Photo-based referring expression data
====================
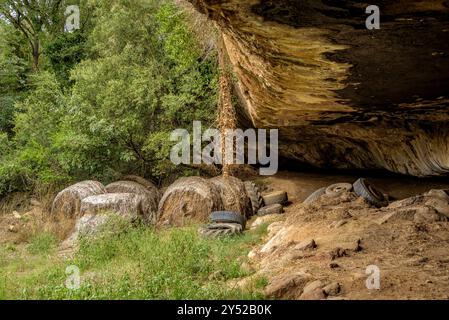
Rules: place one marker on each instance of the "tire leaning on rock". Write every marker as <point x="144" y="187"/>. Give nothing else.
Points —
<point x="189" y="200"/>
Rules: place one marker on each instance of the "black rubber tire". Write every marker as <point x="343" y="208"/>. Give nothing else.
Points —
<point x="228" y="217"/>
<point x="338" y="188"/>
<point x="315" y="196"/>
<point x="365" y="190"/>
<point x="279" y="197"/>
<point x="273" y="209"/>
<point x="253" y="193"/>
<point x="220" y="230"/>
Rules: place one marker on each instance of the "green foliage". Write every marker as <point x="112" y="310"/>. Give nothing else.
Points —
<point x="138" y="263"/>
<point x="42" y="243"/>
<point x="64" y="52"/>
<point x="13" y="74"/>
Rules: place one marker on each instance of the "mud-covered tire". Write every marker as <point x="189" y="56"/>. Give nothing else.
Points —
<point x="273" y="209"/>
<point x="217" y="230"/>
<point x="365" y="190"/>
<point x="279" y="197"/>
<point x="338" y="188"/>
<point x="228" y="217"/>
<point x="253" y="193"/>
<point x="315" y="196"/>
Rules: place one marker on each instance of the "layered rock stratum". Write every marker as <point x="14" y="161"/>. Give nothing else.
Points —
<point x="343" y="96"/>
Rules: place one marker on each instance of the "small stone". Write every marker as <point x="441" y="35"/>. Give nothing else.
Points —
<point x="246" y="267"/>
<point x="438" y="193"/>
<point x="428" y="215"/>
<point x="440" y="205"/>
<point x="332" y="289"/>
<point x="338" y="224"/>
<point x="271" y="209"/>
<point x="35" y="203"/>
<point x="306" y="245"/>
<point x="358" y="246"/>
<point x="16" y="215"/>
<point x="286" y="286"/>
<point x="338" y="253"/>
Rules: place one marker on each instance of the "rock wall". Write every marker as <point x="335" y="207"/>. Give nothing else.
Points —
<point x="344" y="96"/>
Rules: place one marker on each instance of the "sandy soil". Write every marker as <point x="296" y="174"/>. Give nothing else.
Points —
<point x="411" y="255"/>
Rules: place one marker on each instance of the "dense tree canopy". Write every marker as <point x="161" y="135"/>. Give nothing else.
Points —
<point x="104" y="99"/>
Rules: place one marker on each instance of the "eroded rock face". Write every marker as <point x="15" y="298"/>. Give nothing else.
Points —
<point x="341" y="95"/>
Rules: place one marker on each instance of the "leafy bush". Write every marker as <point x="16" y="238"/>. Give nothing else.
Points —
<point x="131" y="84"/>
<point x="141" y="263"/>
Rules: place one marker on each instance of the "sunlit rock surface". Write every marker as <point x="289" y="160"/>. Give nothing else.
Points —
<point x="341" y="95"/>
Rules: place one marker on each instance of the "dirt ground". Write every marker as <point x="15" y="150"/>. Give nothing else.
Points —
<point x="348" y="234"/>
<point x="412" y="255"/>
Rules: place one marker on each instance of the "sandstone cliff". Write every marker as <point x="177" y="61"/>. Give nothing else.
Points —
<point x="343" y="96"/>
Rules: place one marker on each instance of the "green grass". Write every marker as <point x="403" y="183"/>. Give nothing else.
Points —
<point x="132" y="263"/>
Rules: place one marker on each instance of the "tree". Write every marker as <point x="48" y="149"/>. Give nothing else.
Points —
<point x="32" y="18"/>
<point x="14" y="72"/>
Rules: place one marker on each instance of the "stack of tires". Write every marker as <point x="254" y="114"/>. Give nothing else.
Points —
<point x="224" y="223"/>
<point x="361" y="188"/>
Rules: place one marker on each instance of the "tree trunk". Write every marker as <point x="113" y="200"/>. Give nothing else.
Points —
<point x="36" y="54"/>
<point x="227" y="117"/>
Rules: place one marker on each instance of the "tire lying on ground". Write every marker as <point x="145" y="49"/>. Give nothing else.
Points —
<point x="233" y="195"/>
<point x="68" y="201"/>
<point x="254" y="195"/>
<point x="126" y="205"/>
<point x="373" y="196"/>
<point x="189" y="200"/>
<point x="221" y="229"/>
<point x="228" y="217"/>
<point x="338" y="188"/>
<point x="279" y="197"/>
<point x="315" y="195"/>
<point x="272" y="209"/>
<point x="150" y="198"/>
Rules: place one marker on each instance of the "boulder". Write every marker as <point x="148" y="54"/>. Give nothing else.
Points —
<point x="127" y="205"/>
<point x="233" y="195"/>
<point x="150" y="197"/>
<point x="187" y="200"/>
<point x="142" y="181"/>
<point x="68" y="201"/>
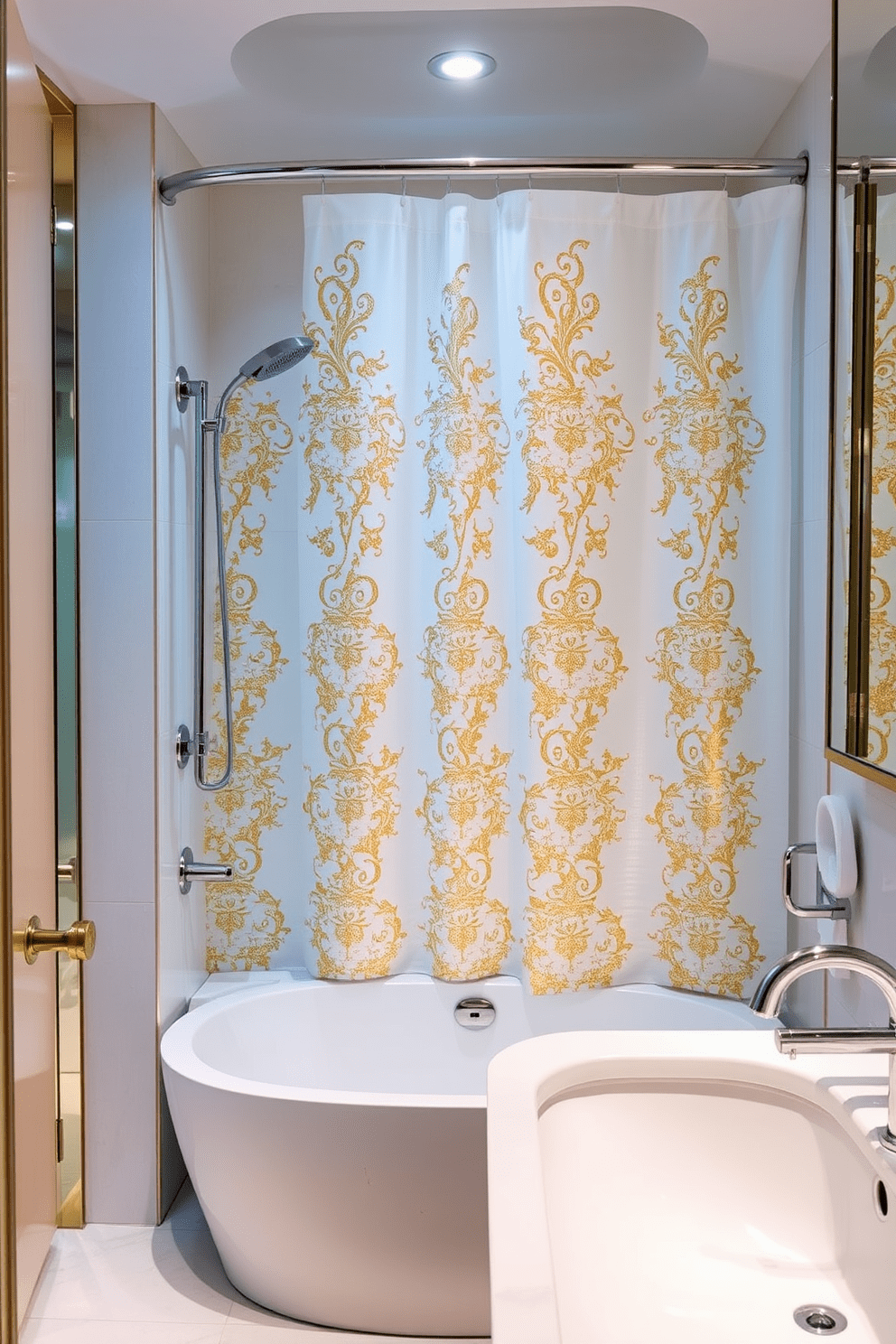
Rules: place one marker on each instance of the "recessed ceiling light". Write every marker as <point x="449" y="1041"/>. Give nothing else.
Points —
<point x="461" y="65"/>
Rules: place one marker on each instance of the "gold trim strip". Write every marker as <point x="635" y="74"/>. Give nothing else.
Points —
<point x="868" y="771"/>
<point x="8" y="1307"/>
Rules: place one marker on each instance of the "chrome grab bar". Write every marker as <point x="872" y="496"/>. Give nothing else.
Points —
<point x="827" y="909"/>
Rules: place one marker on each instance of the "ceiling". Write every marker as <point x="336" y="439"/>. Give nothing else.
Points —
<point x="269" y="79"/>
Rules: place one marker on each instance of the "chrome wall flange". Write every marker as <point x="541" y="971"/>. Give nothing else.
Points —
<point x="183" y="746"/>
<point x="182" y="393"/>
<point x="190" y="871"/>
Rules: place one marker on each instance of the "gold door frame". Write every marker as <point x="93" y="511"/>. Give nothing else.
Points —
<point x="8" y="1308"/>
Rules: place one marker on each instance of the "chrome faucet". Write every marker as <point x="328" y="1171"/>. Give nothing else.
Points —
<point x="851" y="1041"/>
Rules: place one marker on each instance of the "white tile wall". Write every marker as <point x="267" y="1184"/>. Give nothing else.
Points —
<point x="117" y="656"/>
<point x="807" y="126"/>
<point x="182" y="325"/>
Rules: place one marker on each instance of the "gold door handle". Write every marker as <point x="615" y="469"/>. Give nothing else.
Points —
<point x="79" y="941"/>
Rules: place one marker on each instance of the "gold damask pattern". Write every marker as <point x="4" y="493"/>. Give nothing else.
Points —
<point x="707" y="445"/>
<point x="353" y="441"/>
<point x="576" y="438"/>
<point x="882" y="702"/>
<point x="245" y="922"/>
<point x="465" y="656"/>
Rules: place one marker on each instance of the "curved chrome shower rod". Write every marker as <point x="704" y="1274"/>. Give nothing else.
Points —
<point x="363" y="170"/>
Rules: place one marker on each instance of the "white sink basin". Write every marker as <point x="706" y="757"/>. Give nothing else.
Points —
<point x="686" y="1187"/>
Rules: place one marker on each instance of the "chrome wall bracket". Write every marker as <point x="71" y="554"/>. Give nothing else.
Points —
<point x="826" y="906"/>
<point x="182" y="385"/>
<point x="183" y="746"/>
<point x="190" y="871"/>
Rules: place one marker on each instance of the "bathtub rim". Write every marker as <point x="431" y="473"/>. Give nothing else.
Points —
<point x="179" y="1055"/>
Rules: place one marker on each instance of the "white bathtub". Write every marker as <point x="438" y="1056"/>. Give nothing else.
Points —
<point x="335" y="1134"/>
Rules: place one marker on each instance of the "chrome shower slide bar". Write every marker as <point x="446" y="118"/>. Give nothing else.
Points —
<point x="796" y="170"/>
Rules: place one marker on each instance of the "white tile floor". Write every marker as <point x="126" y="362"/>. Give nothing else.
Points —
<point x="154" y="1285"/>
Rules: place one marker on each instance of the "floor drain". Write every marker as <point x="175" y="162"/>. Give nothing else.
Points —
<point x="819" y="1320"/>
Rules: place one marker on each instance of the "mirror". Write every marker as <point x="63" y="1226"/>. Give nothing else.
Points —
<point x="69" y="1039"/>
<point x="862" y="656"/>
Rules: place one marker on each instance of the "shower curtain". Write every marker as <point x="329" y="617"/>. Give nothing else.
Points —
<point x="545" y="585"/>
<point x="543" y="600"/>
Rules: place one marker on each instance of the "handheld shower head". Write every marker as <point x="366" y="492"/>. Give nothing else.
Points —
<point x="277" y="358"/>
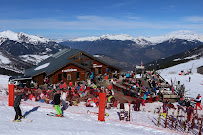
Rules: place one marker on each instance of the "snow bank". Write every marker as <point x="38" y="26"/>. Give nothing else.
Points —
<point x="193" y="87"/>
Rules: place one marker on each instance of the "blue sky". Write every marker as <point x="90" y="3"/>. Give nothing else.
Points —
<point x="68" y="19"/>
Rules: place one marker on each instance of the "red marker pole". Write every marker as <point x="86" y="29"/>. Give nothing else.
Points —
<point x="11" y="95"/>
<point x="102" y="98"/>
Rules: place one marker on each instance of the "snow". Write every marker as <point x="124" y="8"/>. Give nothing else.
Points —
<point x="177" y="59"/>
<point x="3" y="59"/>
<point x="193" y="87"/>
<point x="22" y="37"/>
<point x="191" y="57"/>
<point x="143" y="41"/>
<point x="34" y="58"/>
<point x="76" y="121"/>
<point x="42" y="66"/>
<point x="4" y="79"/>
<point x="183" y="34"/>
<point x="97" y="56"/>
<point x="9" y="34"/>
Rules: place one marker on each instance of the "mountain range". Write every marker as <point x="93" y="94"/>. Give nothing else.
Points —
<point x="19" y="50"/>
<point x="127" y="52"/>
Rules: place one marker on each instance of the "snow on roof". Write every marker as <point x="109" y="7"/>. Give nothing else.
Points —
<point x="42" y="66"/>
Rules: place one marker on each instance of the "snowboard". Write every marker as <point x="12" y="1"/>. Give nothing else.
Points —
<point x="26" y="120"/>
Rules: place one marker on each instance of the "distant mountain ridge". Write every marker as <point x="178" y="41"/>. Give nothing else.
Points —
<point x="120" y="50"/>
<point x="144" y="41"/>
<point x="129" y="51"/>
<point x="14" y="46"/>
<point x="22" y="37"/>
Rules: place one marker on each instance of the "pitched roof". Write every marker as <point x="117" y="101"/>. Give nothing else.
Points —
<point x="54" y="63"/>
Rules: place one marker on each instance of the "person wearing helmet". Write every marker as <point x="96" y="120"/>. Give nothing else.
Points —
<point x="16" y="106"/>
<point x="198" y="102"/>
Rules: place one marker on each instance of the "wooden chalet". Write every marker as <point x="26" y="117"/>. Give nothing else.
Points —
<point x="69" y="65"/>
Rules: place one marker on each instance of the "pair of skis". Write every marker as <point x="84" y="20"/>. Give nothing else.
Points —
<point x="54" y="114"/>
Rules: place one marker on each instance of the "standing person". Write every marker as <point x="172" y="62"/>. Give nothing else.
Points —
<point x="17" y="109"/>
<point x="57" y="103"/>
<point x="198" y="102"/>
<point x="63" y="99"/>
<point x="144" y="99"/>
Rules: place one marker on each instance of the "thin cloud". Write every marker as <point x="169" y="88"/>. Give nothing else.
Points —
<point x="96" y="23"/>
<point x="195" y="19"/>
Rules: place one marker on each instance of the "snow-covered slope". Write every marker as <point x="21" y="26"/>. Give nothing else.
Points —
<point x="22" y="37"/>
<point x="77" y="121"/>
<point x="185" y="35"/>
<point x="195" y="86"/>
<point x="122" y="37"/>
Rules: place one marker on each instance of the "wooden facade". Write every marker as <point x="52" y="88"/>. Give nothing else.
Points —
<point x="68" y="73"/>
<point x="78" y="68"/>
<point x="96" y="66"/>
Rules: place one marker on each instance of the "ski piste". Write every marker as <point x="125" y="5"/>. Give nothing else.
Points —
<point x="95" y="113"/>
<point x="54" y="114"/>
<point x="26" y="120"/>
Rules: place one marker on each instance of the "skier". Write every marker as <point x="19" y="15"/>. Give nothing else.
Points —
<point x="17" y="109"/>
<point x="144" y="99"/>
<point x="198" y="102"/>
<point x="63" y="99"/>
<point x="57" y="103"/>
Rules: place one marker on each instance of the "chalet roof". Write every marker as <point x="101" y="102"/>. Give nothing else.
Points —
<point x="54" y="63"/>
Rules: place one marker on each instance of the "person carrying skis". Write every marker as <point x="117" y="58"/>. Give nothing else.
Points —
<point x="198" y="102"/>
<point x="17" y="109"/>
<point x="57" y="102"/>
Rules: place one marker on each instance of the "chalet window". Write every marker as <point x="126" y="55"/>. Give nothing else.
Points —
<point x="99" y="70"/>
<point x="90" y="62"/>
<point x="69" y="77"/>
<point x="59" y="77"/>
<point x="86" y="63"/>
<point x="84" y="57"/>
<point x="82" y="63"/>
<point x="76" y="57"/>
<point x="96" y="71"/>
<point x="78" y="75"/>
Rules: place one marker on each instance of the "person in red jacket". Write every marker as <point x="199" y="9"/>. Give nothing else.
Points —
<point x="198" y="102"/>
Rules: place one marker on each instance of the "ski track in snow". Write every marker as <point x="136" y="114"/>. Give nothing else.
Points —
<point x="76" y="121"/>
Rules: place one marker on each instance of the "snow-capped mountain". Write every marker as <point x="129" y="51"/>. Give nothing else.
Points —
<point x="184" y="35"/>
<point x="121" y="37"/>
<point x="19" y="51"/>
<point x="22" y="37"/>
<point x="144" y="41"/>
====================
Instructions to follow. For each line in the records that holds "mountain", show that line as it stands.

Exercise result.
Rules: place one marker on each instance of the "mountain range". Write every marker as <point x="93" y="94"/>. Give nothing else.
Rules: place one marker on each instance of the "distant mountain ridge". Write every marker as <point x="178" y="41"/>. Give nothing else.
Rules: place one marker on each instance of the "snow-capped mountain". Write every marker as <point x="129" y="51"/>. Give nothing else.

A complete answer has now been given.